◆ Material shown
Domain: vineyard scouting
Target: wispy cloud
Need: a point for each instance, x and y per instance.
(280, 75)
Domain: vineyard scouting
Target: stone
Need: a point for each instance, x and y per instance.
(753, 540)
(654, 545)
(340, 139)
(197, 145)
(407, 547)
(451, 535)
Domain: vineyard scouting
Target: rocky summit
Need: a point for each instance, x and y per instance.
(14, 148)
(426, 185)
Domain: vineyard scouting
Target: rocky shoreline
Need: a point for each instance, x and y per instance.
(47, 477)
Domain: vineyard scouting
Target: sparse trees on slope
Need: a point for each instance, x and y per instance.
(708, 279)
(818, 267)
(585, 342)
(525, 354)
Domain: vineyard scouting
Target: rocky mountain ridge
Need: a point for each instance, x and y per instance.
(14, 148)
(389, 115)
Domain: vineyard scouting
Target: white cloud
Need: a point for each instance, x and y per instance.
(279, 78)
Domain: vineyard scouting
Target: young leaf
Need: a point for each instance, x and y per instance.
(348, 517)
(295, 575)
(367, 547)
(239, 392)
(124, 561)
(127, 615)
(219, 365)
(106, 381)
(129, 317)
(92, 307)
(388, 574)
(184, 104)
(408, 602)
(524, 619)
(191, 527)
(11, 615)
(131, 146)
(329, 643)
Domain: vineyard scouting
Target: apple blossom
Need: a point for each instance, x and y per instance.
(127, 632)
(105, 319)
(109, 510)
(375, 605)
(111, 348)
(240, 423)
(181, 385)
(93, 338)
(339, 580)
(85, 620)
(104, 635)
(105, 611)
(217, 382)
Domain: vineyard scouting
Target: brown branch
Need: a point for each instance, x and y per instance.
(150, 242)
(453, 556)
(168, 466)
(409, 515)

◆ Given request
Scale all the rows above by copying out every line, requests included, with each x and y coordinate in the answer points multiplied by 1.65 and rounded to the nearest whole number, halves going up.

◆ Exercise result
Domain: vineyard scouting
Target: wispy cloud
Need: a point for each instance, x and y per instance.
(462, 124)
Domain: vineyard scouting
Target: stone
Need: a point for each instance, x and y per instance.
(1242, 891)
(1079, 899)
(561, 229)
(325, 239)
(672, 903)
(744, 883)
Domain: vineyard scouting
Target: rocky summit
Need: a point for each instance, x and y per instance.
(23, 244)
(703, 305)
Domain: vineyard scouting
Target: rocky shoreline
Need: a point for each instance, x and y per instance.
(78, 787)
Domain: vineyard scouting
Target: sparse trees on slope
Need: a point for each instance, x and y per instance.
(1168, 460)
(1350, 441)
(965, 564)
(866, 584)
Domain: vineyard scouting
Target: rocky mountain ridge
Need: a point for each instance, x and y per instance.
(23, 244)
(642, 190)
Domain: vineyard scouting
Target: white cloud
Need: a point for each instance, x and y per instance.
(460, 129)
Domain: vineyard scouting
Target: young leaf
Need: a point for each instance, x and y per instance.
(574, 853)
(487, 949)
(606, 903)
(394, 647)
(205, 926)
(210, 1015)
(361, 602)
(175, 629)
(213, 523)
(152, 507)
(640, 947)
(304, 172)
(673, 993)
(865, 1021)
(315, 870)
(18, 1015)
(216, 241)
(543, 1061)
Domain: vineyard scouting
Target: apple blossom
Need: a point for each instance, x and y per instance.
(210, 1043)
(173, 526)
(180, 842)
(619, 998)
(183, 574)
(396, 698)
(299, 635)
(153, 558)
(559, 957)
(140, 1023)
(172, 1048)
(173, 1008)
(358, 630)
Domain: vineyard scouting
Target: brown branch
Need: a point for each instance, x and y per instance.
(248, 399)
(747, 917)
(277, 769)
(675, 850)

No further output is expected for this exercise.